Exercise task 1 - According to the forum thread about Netflix's peering appliance, what share of all North American internet traffic does Netflix represent during peak hours?

Selected extract -
# Netflix's New Peering Appliance Uses FreeBSD



## DutchDaemon (Jun 6, 2012)

http://lists.freebsd.org/pipermail/freebsd-stable/2012-June/068129.html



> *Open Connect Appliance Software*
> 
> Netflix delivers streaming content using a combination of intelligent
> clients, a central control system, and a network of Open Connect appliances.
> ...





> From an advocacy standpoint, Netflix represents 30% of all North American
> internet traffic during peak hours, and FreeBSD is becoming an integral part
> of that metric as we shift traffic off of the traditional CDNs.  We're expanding
> quickly, which means that FreeBSD is once again a core part of the internet
> ...


----------



## SirDice (Jun 7, 2012)

> As we find and fix stability and performance issues, we're
> aggressively pushing those changes into FreeBSD so that everyone can
> benefit from them, just as we benefit from the contributions of the rest of the
> FreeBSD ecosystem.

Exercise task 2 - Gather every line of the entries that contains the word "person". Case counts.

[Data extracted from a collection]

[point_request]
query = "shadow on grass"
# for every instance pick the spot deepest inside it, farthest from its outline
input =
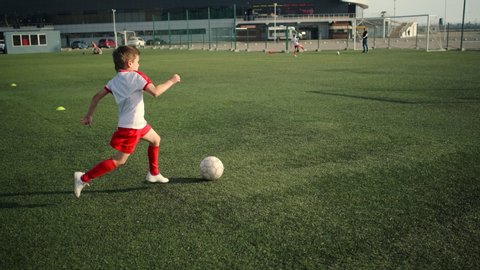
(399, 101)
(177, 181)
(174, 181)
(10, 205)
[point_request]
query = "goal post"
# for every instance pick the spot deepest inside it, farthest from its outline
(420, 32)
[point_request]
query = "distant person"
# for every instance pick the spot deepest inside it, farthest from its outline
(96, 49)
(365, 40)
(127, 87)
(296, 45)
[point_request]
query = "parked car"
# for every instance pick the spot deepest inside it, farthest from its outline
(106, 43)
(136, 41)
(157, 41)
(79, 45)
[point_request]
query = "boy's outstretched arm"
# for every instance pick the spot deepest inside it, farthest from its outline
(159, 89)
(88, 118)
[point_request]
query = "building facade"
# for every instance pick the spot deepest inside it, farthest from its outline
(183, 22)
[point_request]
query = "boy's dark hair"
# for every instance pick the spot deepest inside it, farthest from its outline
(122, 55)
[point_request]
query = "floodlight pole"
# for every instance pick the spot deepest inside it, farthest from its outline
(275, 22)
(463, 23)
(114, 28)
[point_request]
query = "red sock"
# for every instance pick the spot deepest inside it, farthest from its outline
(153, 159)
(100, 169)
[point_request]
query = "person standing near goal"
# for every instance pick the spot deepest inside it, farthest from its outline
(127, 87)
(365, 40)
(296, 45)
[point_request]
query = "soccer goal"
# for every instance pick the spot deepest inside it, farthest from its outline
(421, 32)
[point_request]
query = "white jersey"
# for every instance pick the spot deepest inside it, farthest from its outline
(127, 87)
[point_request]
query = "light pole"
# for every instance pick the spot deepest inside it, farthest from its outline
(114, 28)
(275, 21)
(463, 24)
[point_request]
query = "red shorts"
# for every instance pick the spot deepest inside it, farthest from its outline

Exercise answer 1 - 30%

Exercise answer 2 -
query = "distant person"
query = "person standing near goal"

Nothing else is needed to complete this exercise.